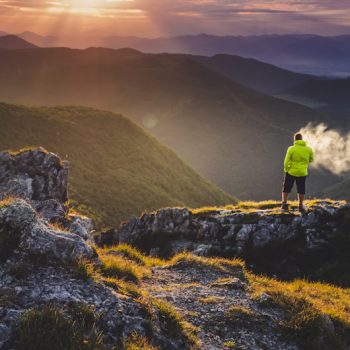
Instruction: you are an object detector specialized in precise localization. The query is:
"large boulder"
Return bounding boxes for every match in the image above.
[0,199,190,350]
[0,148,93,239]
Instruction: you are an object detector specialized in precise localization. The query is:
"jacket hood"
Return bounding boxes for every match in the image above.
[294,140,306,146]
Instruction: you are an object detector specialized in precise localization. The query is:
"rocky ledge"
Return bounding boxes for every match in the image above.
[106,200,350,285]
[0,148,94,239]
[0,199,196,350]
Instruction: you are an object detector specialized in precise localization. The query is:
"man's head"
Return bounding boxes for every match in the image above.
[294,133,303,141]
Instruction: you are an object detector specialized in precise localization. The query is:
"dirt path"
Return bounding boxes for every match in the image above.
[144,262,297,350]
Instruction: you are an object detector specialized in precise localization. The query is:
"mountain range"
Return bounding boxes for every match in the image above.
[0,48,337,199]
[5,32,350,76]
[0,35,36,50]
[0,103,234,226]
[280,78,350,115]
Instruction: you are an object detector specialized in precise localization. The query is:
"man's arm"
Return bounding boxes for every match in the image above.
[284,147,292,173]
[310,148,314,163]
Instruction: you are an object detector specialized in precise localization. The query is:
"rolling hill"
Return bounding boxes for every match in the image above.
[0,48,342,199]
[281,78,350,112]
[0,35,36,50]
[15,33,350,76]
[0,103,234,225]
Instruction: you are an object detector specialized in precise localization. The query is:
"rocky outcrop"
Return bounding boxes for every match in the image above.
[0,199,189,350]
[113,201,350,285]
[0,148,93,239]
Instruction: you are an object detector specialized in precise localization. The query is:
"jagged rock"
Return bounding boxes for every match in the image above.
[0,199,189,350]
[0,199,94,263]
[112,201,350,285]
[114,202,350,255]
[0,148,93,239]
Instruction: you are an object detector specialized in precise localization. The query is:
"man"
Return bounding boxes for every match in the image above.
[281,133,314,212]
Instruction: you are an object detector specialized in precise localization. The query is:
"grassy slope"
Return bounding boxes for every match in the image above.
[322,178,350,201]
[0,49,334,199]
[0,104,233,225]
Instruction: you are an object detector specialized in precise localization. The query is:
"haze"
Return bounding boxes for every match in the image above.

##############################

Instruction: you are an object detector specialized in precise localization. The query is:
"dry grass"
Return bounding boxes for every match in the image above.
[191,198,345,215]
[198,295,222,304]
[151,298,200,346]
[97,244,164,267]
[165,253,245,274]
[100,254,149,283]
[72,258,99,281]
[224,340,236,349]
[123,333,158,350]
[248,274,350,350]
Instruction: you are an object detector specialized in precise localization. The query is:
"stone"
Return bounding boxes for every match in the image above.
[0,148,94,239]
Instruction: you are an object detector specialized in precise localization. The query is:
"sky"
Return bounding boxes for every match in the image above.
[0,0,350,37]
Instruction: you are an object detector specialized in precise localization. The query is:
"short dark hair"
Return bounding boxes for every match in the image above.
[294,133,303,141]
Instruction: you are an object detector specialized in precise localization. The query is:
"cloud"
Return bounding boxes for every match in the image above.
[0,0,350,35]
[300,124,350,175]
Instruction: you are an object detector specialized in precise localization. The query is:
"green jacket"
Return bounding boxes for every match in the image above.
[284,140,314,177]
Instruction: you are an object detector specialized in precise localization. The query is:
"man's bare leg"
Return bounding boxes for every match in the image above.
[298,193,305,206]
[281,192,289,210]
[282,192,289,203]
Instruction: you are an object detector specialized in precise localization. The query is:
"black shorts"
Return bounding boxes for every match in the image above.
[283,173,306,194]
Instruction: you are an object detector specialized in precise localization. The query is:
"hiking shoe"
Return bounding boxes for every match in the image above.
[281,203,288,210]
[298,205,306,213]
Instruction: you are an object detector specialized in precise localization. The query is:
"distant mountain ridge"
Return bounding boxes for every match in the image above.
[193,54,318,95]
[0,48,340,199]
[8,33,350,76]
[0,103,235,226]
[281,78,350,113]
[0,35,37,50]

##############################

Please return every line of the entries above that contains the word "mountain".

"mountain range"
"distant mountain ridge"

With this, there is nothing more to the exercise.